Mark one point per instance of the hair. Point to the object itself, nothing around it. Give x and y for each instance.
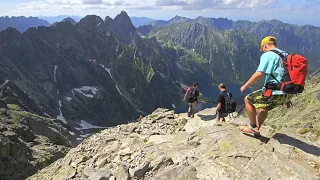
(273, 41)
(222, 85)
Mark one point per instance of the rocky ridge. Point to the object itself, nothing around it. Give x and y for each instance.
(165, 145)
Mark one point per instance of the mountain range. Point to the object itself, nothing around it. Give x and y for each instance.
(59, 83)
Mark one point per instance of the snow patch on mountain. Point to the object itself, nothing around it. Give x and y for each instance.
(85, 125)
(84, 91)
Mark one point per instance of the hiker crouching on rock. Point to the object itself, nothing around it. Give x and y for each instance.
(279, 87)
(191, 96)
(224, 103)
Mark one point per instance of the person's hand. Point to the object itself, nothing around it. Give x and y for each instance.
(243, 89)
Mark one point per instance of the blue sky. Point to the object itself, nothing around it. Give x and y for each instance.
(292, 11)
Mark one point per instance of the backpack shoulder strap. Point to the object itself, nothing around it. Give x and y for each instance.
(282, 57)
(277, 52)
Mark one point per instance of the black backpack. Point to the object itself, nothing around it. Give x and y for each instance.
(191, 96)
(230, 105)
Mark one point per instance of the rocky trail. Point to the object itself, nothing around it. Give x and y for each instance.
(167, 146)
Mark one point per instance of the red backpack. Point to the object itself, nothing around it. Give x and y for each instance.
(294, 76)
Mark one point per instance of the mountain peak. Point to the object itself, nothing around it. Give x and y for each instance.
(91, 20)
(124, 24)
(69, 19)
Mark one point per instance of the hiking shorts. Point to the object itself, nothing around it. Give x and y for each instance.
(221, 115)
(257, 99)
(193, 105)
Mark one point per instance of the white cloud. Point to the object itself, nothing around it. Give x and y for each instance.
(147, 4)
(92, 1)
(278, 9)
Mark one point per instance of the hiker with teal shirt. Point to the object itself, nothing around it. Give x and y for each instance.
(284, 76)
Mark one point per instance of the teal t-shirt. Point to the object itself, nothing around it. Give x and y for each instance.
(271, 63)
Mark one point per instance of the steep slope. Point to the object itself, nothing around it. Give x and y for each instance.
(21, 23)
(29, 142)
(165, 145)
(233, 52)
(140, 21)
(97, 72)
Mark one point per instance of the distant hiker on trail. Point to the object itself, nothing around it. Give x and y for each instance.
(224, 103)
(191, 96)
(284, 76)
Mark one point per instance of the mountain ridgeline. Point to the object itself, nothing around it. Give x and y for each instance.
(108, 72)
(98, 71)
(292, 38)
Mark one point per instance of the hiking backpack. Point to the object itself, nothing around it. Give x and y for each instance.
(191, 96)
(294, 75)
(230, 106)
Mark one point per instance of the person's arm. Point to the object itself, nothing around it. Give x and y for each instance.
(198, 96)
(185, 96)
(218, 107)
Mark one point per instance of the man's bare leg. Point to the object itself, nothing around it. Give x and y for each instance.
(261, 117)
(251, 110)
(252, 114)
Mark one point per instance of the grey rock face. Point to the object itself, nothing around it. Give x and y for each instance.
(185, 148)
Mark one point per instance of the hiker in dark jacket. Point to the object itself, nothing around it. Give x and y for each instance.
(223, 98)
(191, 96)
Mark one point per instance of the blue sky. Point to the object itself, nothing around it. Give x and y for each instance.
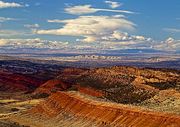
(132, 24)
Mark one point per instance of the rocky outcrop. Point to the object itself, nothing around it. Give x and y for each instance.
(18, 82)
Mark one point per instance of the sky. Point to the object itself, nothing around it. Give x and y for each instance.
(89, 25)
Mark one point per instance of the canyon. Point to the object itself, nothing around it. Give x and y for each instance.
(117, 96)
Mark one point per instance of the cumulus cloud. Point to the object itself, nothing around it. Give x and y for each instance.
(90, 27)
(113, 4)
(3, 19)
(31, 26)
(32, 43)
(174, 30)
(9, 5)
(169, 44)
(86, 9)
(10, 33)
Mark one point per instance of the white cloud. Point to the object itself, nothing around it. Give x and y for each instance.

* _Your goal_: Write out word for word every line from the one with "Mark one point per instance of the sky." through the last line of the items.

* _Completed exercise_:
Mark one point per instance of the sky. Point to the object itself, nothing around it. Give x and y for each instance.
(89, 25)
Mark one point per instance of the canyon. Point to the object itself, nothing around it. Give x and y for each instance.
(117, 96)
Mark one point per instance of the cumulus cloud. Point to the object itself, nothing around it. Give x and y for each instance.
(90, 27)
(113, 4)
(3, 19)
(31, 26)
(32, 43)
(174, 30)
(9, 5)
(169, 44)
(86, 9)
(10, 33)
Mark one point per instance of the white cloud. Point to the object itself, nothing around it. Give x and y for each instance.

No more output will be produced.